### Problem details
Using the data below, gather each line that includes the word "butterfly".
+---+
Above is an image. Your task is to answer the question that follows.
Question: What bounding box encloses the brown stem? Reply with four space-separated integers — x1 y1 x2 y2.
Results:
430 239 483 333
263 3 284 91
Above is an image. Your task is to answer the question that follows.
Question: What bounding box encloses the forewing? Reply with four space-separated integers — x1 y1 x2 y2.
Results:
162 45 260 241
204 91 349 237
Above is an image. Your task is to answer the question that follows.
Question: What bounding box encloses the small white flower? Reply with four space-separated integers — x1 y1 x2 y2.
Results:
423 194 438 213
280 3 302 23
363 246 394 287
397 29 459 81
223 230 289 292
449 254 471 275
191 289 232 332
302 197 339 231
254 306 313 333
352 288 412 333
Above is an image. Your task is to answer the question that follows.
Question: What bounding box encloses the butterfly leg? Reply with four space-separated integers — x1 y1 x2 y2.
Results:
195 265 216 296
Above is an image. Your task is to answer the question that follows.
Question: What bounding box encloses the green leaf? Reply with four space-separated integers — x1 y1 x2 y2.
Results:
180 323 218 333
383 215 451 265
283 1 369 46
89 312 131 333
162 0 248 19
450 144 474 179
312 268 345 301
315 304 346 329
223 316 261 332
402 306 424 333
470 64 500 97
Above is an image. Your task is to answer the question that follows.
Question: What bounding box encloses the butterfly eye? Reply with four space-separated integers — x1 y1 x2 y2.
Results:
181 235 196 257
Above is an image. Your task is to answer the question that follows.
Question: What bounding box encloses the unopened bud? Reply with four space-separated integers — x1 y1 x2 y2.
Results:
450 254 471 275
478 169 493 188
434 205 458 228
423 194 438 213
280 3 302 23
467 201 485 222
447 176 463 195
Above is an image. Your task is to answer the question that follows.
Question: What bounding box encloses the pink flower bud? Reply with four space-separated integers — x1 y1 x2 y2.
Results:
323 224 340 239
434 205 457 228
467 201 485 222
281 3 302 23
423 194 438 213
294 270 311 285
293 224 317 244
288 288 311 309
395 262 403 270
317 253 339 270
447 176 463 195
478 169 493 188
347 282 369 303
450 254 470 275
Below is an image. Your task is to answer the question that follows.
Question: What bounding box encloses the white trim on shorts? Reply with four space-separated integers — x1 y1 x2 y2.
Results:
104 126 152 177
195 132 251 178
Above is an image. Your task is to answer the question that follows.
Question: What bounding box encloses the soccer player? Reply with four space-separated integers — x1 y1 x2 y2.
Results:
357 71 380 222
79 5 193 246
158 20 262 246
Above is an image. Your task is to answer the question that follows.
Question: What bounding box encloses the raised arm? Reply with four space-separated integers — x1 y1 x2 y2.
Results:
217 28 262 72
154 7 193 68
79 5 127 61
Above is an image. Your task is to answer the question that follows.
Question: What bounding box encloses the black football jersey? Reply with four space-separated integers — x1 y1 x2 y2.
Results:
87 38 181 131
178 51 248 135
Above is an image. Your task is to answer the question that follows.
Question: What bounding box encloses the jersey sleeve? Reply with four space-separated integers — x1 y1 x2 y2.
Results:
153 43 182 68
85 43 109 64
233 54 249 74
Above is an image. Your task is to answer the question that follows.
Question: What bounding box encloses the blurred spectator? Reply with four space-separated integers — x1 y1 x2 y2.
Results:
+---+
### Answer space
Question: What bounding box encloses the butterfly leg? Reply with four space-separated integers — x1 y1 x2 y2.
Question: What bounding box encloses the butterfly eye? Reply with four space-separated integers — x1 y1 x2 y2.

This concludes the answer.